## Instruções das tarefas
• A. Transcreva sem alterações a parte do texto sobre o óleo de soja que começa nas palavras que contêm "Boa notícia para" e termina em "o ritmo atual.".
• B. Para cada afirmação a seguir, indique se ela está de acordo com o texto sobre o óleo de soja. Responda sim ou não e cite literalmente as palavras do texto que decidem a resposta. (i) No primeiro semestre, os embarques de óleo de soja refinado somaram 263 mil toneladas. (ii) Na Europa, a principal matéria-prima usada para o biodiesel é a soja. (iii) Os EUA já têm uma legislação específica para o biodiesel.
• C. Liste todos os órgãos, associações e empresas que o texto sobre o óleo de soja cita pelo nome.

## Trecho do texto
※
A onda global de investimentos na produção de biocombustíveis a partir
de matérias-primas vegetais já começou a modificar significativamente
o perfil das exportações brasileiras de óleo de soja. Impulsionados
pela demanda para a fabricação de biodiesel, os embarques do produto
refinado somaram 263 mil toneladas no primeiro semestre deste ano, 24%
mais que em igual período de 2005, conforme dados da Secretaria de
Comércio Exterior (Secex). Em receita, o crescimento na mesma
comparação chegou a 29%, para US$ 132 milhões.
Boa notícia para as indústrias processadoras do grão instaladas no
país, que desde as mudanças tributárias promovidas pela Lei Kandir,
de 1996, reclamam da perda de competitividade do Brasil nesse mercado
em relação a concorrentes como Argentina e Estados Unidos, cujo
principal reflexo ainda é a contínua retração da exportação de óleo
bruto.
Segundo a Secex, de janeiro a junho o volume de óleo bruto exportado
pelo país recuou 31%, para 701 mil toneladas, e a receita proveniente
dessas vendas caiu 34%, para US$ 319 milhões.
De fevereiro passado a janeiro próximo, a Associação Brasileira das
Indústrias de Óleos Vegetais (Abiove) projeta as exportações totais de
óleo de soja do país em 2,2 milhões de toneladas, 15% menos que nos
doze meses anteriores, mas fontes das empresas acreditam que os
embarques do produto refinado manterão o ritmo atual.
Segundo dados divulgados na semana passada pelo Departamento de
Agricultura dos EUA (USDA), o Brasil deverá exportar, no total, 2,1
milhões de toneladas de óleo de soja na safra 2005/06, ante 2,41
milhões em 2004/05. O órgão prevê a interrupção da tendência de
retração em 2006/07, quando os embarques voltariam a somar 2,1 milhões
de toneladas. E, para analistas, graças ao refinado.
Para um executivo de uma das principais exportadoras de óleo de soja
que operam no mercado brasileiro, a procura pelo produto refinado
aumentou sobretudo na Europa, mas a demanda também está aquecida nos
EUA, embora aquele país ainda não tenha uma legislação específica para
esse tipo de combustível.
"Hoje, os americanos estão mais interessados na adoção do etanol como
alternativa à gasolina, mas a tendência é que o país crie leis e passe
a consumir biodiesel a partir de 2008", afirma Daniel D"Ávila, analista
da Fimat Futures em Nova York.
A Europa já recorre ao biodiesel desde 2005. Naquele mercado, a
principal matéria-prima adotada é a canola, uma vez que a produtividade
das lavouras de soja é baixa principalmente por conta do clima. Mas,
como a oferta de canola também é insuficiente, já há na Europa uma
legislação que permite a mistura de até 20% de óleo de soja no diesel.
Para César Borges de Souza, vice-presidente da Caramuru Alimentos,
essa nova demanda de fato cria um mercado passível de ser explorado
com bons resultados. "É uma oportunidade para exportar o produto
industrializado e obter melhores margens de rentabilidade", afirma
Borges.
※
## Dados fornecidos
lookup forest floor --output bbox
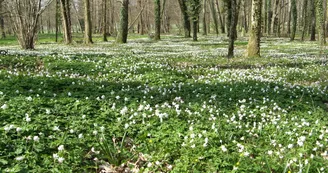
※
## Soluções dos problemas
• A.
Boa notícia para as indústrias processadoras do grão instaladas no
país, que desde as mudanças tributárias promovidas pela Lei Kandir,
de 1996, reclamam da perda de competitividade do Brasil nesse mercado
em relação a concorrentes como Argentina e Estados Unidos, cujo
principal reflexo ainda é a contínua retração da exportação de óleo
bruto.
Segundo a Secex, de janeiro a junho o volume de óleo bruto exportado
pelo país recuou 31%, para 701 mil toneladas, e a receita proveniente
dessas vendas caiu 34%, para US$ 319 milhões.
De fevereiro passado a janeiro próximo, a Associação Brasileira das
Indústrias de Óleos Vegetais (Abiove) projeta as exportações totais de
óleo de soja do país em 2,2 milhões de toneladas, 15% menos que nos
doze meses anteriores, mas fontes das empresas acreditam que os
embarques do produto refinado manterão o ritmo atual.

• B.
(i) Sim: "os embarques do produto refinado somaram 263 mil toneladas no primeiro semestre deste ano"
(ii) Não: "Naquele mercado, a principal matéria-prima adotada é a canola"
(iii) Não: "embora aquele país ainda não tenha uma legislação específica para esse tipo de combustível"

• C.
- Secretaria de Comércio Exterior (Secex)
- Associação Brasileira das Indústrias de Óleos Vegetais (Abiove)
- Departamento de Agricultura dos EUA (USDA)
- Fimat Futures
- Caramuru Alimentos